▸ Directions for this task:
Please report each line in the items below that contains the word "large", copying every such line in full. Case counts.

(Coordinate annotation records)
•••••

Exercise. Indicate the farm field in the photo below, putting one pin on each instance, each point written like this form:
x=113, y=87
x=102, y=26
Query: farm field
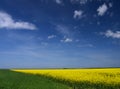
x=106, y=78
x=14, y=80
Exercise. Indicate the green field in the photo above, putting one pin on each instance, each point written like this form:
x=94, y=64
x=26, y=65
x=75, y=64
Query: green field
x=108, y=78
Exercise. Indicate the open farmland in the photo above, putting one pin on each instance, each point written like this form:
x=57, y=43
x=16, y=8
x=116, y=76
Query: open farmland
x=14, y=80
x=81, y=78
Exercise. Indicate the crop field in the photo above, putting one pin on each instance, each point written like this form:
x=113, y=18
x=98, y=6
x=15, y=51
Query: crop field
x=108, y=78
x=14, y=80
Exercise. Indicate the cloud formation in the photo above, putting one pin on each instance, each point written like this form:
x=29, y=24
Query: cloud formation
x=78, y=14
x=112, y=34
x=51, y=36
x=7, y=22
x=58, y=1
x=102, y=9
x=79, y=1
x=67, y=40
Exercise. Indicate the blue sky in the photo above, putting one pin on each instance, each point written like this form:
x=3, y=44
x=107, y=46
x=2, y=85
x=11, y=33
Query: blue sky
x=59, y=33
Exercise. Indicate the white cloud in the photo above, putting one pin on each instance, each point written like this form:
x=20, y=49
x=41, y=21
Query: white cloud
x=78, y=14
x=82, y=2
x=51, y=36
x=66, y=40
x=58, y=1
x=110, y=4
x=102, y=9
x=112, y=34
x=85, y=45
x=64, y=30
x=6, y=21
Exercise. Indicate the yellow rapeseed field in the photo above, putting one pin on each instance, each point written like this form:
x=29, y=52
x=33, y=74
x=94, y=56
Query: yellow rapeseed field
x=105, y=76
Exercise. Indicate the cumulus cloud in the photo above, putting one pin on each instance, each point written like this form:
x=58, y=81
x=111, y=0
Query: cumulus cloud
x=112, y=34
x=64, y=30
x=79, y=1
x=58, y=1
x=6, y=21
x=78, y=14
x=51, y=36
x=102, y=9
x=67, y=40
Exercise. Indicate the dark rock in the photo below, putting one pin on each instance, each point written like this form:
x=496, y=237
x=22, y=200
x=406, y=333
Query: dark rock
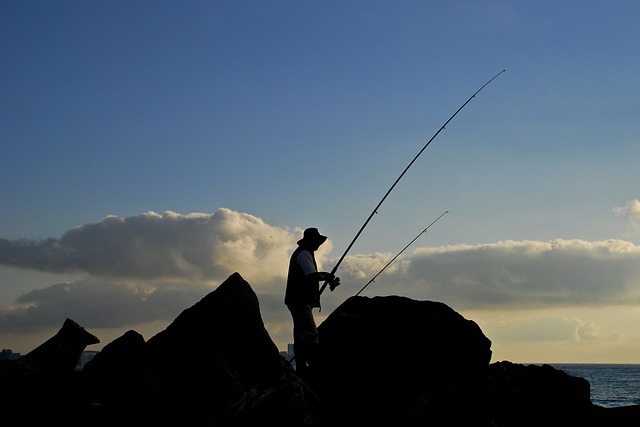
x=383, y=360
x=61, y=352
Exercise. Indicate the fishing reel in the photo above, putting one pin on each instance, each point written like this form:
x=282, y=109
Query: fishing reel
x=334, y=284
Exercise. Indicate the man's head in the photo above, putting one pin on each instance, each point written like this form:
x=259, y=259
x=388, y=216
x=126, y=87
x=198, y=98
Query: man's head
x=312, y=238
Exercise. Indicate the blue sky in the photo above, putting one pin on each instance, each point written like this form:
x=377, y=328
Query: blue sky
x=161, y=146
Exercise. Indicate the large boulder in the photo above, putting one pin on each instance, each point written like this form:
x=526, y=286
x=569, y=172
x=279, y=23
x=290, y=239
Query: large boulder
x=383, y=360
x=214, y=364
x=380, y=358
x=61, y=352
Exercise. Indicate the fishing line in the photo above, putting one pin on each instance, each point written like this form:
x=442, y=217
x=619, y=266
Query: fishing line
x=399, y=253
x=375, y=210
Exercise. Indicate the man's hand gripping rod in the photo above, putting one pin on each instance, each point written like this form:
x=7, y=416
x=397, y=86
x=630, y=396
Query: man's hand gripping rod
x=332, y=285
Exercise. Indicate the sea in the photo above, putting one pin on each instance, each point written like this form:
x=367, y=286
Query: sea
x=612, y=385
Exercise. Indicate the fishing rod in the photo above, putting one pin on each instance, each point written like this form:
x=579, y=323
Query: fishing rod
x=399, y=253
x=375, y=210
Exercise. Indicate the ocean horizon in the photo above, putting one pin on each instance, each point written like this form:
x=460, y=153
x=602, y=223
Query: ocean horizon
x=612, y=385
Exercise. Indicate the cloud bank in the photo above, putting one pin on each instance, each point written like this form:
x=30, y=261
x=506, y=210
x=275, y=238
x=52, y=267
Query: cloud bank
x=151, y=267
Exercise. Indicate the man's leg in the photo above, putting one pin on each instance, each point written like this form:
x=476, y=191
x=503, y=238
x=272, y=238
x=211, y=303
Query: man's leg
x=305, y=336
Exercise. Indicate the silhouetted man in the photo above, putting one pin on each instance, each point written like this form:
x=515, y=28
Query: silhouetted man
x=303, y=293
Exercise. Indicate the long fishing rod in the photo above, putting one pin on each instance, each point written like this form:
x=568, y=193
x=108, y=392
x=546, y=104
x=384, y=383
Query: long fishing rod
x=375, y=210
x=399, y=253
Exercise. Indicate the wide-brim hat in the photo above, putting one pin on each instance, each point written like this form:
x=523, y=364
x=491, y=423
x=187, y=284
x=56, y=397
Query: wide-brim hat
x=312, y=235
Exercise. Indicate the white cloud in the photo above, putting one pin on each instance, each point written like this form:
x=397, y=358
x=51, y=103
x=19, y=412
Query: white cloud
x=152, y=246
x=631, y=210
x=150, y=267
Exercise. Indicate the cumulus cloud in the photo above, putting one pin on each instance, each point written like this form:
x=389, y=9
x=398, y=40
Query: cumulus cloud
x=152, y=246
x=523, y=274
x=151, y=267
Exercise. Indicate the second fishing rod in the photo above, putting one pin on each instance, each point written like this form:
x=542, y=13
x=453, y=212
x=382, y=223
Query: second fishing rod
x=375, y=210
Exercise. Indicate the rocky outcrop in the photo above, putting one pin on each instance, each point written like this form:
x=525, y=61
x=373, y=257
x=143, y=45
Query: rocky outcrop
x=382, y=360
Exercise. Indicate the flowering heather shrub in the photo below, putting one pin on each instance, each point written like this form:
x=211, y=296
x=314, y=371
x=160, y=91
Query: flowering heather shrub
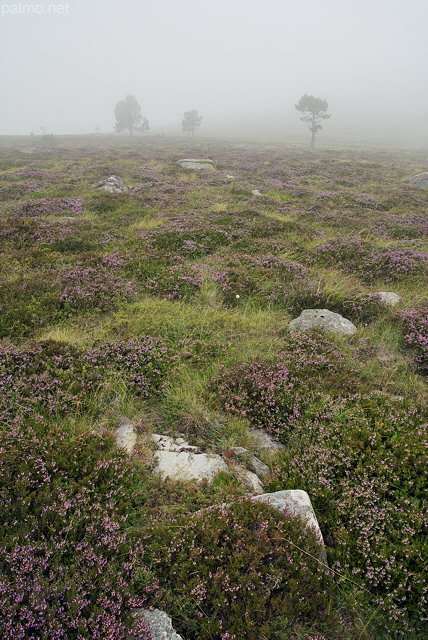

•••••

▸ Problem solution:
Exercise. Indicate the large boulder in the photo above, putting one pin on each instance, each point written like this form:
Query: large boulder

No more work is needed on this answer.